Tugas yang Dikerjakan |
a) Ringkaslah menjadi satu kalimat paragraf dalam artikel tentang pengungsi Palestina yang diawali dengan kata-kata "Setelah gencatan senjata antara Israel dan Hamas", dengan tetap memuat fakta-fakta utamanya.
b) Jawablah pertanyaan berikut berdasarkan artikel tentang pengungsi Palestina:
(i) Pada tanggal berapa gencatan senjata antara Israel dan Hamas disepakati?
(ii) Di lingkungan mana pasukan Israel dilaporkan sempat menembaki warga yang mencoba pulang?
(iii) Apa yang dikatakan seorang pemuda Palestina tentang kepulangannya?
c) Tuliskan lanjutan artikel tentang pengungsi Palestina, dimulai setelah kalimat terakhir yang tercantum.
___ Kutipan Dokumen
7 Kilometer Air Mata: Jalan Pulang Tanpa Rumah
Pengungsi Palestina (pic: metrotvnews.com) |
Penderitaan para pengungsi Palestina kembali ke rumah mereka sejauh 7 kilometer. Tidak sekadar perjalanan fisik, tapi juga perjalanan penuh penderitaan, kesengsaraan, dan ketidakpastian. Bukan menuju rumah yang hangat, tapi ke reruntuhan yang tak lagi bisa disebut rumah.
Setelah gencatan senjata antara Israel dan Hamas pada 19 Januari 2025, ribuan warga Palestina mulai kembali ke rumah mereka yang hancur akibat perang. Banyak dari mereka yang harus berjalan kaki sejauh 7 hingga 8 kilometer melalui Jalan Al-Rashid di pesisir pantai.
Perjalanan ini sangat berat, terutama bagi anak-anak dan orang tua. Mereka harus menempuh jarak yang jauh dengan membawa barang-barang seadanya. Beberapa laporan menyebutkan bahwa pasukan Israel sempat menembaki warga yang mencoba kembali ke rumah mereka di lingkungan Zeitoun, Gaza selatan.
Anak-Anak Tanpa Keluarga
Meskipun rumah-rumah mereka telah hancur, banyak warga yang merasa bahagia bisa kembali ke tanah kelahiran mereka. Seorang pemuda Palestina mengatakan, "Hal terpenting adalah saya kembali." Sebagaimana dikutip dari merdeka.com (28/01/2025).
______
___ Materi yang Disediakan
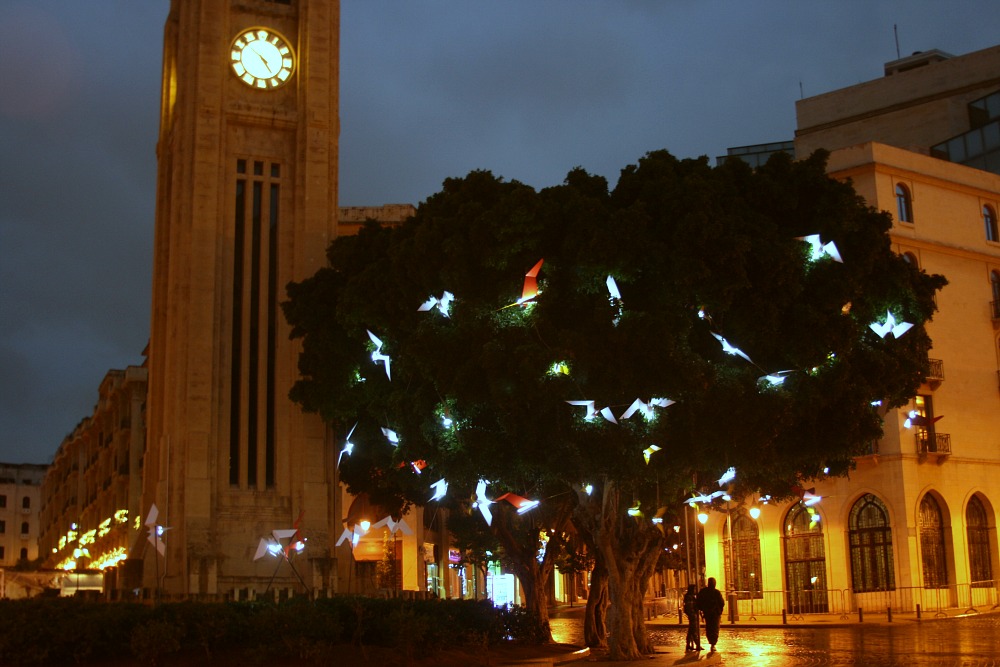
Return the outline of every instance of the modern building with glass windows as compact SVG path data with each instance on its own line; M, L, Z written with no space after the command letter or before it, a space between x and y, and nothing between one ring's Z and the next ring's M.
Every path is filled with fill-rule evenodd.
M896 252L949 284L927 325L927 378L885 413L883 437L848 477L811 481L795 502L734 499L709 513L705 576L741 615L998 603L998 102L1000 46L915 54L799 101L796 155L829 150L830 175L892 214Z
______
Jawaban yang Diberikan |
a) Setelah gencatan senjata Israel dan Hamas pada 19 Januari 2025, ribuan warga Palestina kembali ke rumah mereka yang hancur akibat perang, banyak di antaranya dengan berjalan kaki sejauh 7 hingga 8 kilometer melalui Jalan Al-Rashid di pesisir pantai.

b)
(i) 19 Januari 2025.
(ii) Lingkungan Zeitoun.
(iii) "Hal terpenting adalah saya kembali."

c)
Para pengungsi Palestina berjalan kaki di bawah terik matahari atau di tengah dinginnya malam, sering kali tanpa cukup makanan dan air. Sebagian membawa barang-barang seadanya---kantong plastik atau koper kecil yang berisi sisa-sisa kehidupan mereka sebelum perang. Banyak yang kelelahan, terutama anak-anak dan orang tua, tapi mereka tidak punya pilihan selain terus melangkah.
Di sepanjang perjalanan, mereka melewati puing-puing bangunan yang dulu adalah rumah mereka, sekolah anak-anak mereka, atau pasar tempat mereka mencari nafkah. Ada yang menangis melihat rumahnya hanya tinggal reruntuhan, ada yang berdiri lama di depan bekas rumahnya sambil berusaha menerima kenyataan pahit.
Beberapa orang yang kembali tidak lagi menemukan keluarga mereka. Ada yang kehilangan orang tua, pasangan, atau anak-anak, dan mereka harus berjalan pulang dengan hati yang hancur. Yang paling memilukan adalah anak-anak yang berjalan sendirian karena keluarga mereka sudah tiada atau terpisah entah di mana.
Di tengah perjalanan, mereka juga masih menghadapi ancaman: ranjau darat, reruntuhan yang bisa roboh kapan saja, dan ketakutan akan serangan mendadak. Bahkan ketika sudah sampai di tujuan, mereka harus menghadapi kenyataan bahwa tempat yang dulu mereka sebut rumah kini hanya tinggal kenangan.
Mereka kembali, bukan karena segalanya sudah aman, tapi karena mereka tidak punya tempat lain untuk pergi. Mereka ingin kembali membangun kehidupan, meski dengan tangan kosong dan hati yang penuh luka.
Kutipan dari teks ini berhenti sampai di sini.